### SOURCE DATA:
== Segment start ==

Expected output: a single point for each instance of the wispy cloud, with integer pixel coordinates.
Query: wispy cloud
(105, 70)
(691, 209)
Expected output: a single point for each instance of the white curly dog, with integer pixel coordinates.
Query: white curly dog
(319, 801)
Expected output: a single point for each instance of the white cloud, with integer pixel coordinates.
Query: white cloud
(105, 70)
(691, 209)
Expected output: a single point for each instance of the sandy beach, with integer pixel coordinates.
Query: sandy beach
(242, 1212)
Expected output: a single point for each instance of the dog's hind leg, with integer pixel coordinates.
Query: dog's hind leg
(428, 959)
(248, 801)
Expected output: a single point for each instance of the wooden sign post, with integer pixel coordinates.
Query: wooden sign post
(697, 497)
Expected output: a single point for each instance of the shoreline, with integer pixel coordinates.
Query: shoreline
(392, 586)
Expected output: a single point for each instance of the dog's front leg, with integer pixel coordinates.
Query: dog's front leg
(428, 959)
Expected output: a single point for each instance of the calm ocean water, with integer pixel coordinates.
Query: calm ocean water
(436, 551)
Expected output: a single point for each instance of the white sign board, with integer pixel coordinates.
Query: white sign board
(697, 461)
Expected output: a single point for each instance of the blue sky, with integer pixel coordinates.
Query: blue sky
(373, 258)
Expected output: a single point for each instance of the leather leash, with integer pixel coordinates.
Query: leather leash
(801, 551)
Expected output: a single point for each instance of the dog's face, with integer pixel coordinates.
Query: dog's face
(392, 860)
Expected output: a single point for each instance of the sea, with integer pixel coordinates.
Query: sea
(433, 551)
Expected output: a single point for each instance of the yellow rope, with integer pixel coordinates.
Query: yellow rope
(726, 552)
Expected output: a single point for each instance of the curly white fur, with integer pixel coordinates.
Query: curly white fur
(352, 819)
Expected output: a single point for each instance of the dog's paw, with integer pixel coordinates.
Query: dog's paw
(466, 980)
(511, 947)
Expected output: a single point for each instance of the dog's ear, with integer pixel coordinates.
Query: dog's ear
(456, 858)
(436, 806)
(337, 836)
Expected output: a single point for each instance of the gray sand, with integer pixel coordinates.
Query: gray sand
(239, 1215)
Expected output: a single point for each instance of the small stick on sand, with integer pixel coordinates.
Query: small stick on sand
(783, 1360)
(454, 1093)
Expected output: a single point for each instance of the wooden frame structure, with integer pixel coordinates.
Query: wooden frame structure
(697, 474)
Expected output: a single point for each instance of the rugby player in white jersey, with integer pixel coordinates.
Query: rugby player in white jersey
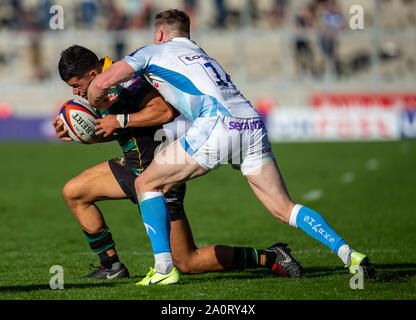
(225, 128)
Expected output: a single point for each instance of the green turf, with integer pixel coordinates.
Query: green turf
(366, 191)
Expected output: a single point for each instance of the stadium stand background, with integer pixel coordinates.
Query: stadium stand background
(278, 52)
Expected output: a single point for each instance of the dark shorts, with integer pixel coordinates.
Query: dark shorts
(125, 172)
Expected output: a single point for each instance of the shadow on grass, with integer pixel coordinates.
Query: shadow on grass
(36, 287)
(385, 272)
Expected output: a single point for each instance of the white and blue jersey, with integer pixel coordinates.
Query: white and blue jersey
(190, 80)
(225, 126)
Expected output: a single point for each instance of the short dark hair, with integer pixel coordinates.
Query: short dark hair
(178, 21)
(77, 61)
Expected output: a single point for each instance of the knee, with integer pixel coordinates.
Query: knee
(283, 212)
(72, 191)
(139, 185)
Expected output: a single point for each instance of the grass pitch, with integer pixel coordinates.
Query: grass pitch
(366, 191)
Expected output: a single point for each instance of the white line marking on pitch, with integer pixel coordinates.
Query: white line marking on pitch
(312, 195)
(347, 177)
(372, 164)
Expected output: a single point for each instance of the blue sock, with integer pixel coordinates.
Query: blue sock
(156, 219)
(315, 225)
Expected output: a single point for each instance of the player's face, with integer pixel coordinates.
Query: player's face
(157, 35)
(80, 85)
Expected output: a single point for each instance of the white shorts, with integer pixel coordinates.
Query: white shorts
(217, 140)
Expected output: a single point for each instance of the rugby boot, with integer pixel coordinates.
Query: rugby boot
(118, 270)
(361, 261)
(156, 278)
(285, 265)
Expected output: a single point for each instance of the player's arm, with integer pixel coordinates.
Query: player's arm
(98, 90)
(154, 111)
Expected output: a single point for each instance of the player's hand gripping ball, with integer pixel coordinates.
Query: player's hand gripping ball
(79, 118)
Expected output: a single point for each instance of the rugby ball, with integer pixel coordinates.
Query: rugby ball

== Segment end ==

### TASK DESCRIPTION:
From the line containing "player's face, with integer pixel coordinates." to the final line of the data above, transcribe every line exactly and nothing more.

### YOUR RESPONSE:
Expected output: a single point for each instance of the player's face, with integer pixel coordinates.
Query: player's face
(157, 35)
(80, 85)
Expected output: a single point for each instance of the white shorts, with integer pixel coordinates.
Query: white shorts
(217, 140)
Expected output: a single point for each instance of the rugby boot, with integer pixel coordinates.
Query: rugby boot
(118, 270)
(361, 261)
(156, 278)
(285, 265)
Expected output: a single point for each instance of the player's arm, with integer pixel coordinates.
Query: player's arm
(98, 90)
(154, 111)
Expected output: a single point for each instance of the player's hand gripping ball, with integer pixel coordinates.
Query: player's hand gripping ball
(79, 118)
Expected output: a single point for each instance of the rugby ball, with integer pixel coordinates.
Query: rugby ball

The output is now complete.